#### What you have to do:
Identify each line below that contains the string "tiled", matching case exactly, and copy those lines.

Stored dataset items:
##########

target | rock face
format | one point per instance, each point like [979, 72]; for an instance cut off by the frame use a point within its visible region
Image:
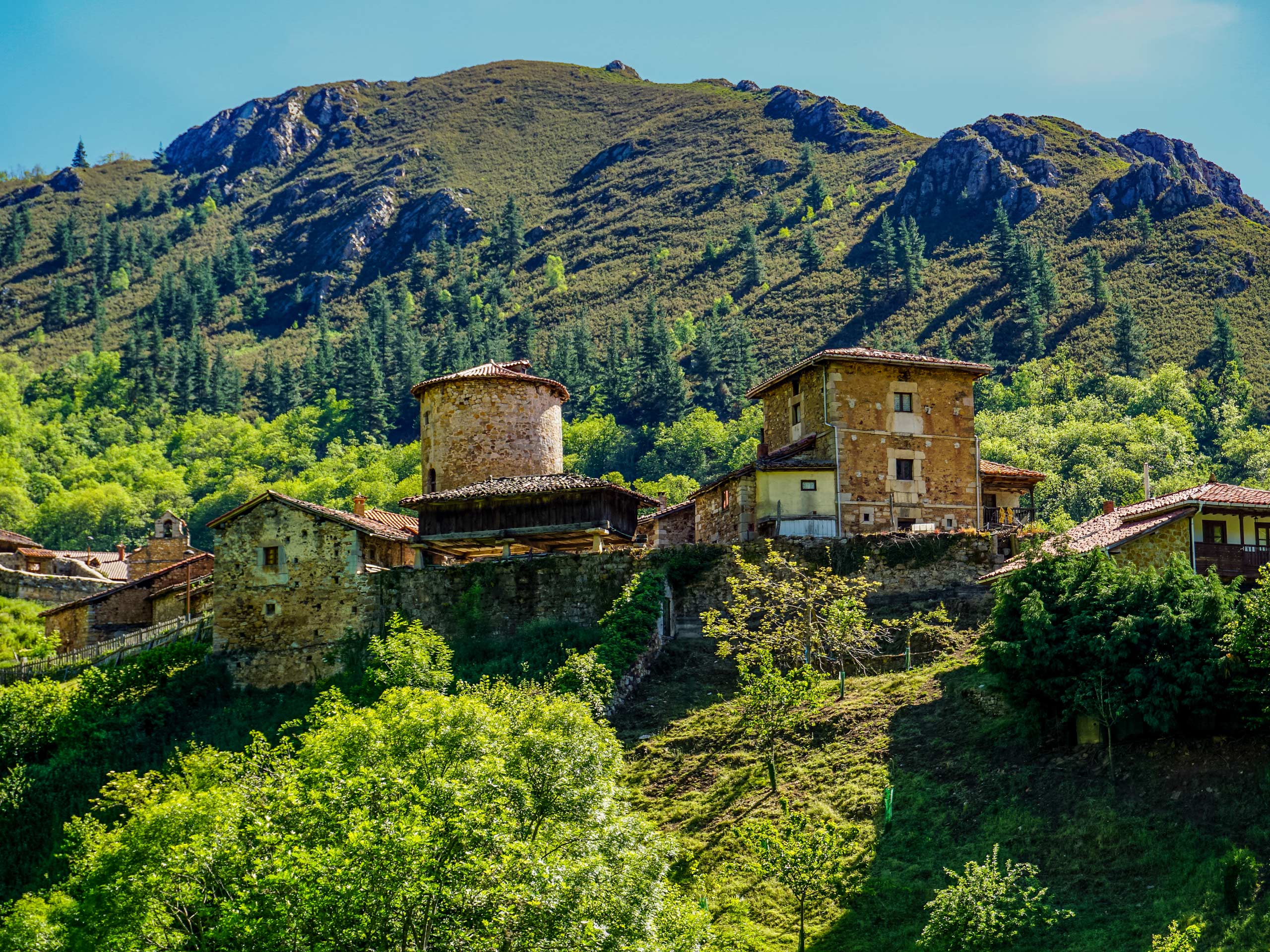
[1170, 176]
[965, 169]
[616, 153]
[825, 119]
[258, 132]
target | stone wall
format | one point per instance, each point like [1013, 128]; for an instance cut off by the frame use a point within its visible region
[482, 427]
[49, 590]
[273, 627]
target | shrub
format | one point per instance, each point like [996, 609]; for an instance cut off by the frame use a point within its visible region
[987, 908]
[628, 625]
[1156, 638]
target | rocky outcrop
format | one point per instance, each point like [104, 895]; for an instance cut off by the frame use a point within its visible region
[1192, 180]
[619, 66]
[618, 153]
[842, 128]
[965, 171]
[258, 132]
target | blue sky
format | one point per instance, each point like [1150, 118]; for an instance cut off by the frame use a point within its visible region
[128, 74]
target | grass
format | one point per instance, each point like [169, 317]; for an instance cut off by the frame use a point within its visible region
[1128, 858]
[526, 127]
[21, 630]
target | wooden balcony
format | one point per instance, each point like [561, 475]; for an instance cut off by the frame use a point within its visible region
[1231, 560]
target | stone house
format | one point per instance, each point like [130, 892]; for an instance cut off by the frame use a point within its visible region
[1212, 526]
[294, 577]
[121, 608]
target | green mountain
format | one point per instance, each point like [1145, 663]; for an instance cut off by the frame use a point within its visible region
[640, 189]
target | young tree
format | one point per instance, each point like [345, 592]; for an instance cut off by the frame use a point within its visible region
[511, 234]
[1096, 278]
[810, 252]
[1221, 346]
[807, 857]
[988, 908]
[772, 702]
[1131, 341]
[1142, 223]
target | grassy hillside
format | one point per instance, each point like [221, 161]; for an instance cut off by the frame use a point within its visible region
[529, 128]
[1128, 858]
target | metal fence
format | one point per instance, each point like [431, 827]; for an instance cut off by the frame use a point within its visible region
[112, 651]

##########

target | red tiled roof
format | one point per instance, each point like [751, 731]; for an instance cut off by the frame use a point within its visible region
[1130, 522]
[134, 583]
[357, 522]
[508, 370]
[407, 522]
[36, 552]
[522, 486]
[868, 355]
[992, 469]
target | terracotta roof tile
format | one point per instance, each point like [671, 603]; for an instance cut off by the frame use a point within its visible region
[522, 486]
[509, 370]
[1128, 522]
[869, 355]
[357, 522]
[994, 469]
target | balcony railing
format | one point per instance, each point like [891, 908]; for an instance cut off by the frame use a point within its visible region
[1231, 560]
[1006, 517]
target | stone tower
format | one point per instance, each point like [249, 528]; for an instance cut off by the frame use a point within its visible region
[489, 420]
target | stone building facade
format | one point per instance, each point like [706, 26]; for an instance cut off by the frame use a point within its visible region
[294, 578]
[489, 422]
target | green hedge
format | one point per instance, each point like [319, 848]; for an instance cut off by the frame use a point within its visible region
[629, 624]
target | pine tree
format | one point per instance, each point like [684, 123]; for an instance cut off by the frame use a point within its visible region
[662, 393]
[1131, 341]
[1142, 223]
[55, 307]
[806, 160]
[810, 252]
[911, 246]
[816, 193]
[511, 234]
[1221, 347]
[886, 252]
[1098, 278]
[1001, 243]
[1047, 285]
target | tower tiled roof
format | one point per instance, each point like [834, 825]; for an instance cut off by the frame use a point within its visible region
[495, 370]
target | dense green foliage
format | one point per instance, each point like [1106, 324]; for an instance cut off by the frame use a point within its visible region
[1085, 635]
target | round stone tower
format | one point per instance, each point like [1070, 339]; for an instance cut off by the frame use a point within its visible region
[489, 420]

##########

#### Solved exercise:
target | red tiled roof
target | tower tiled roof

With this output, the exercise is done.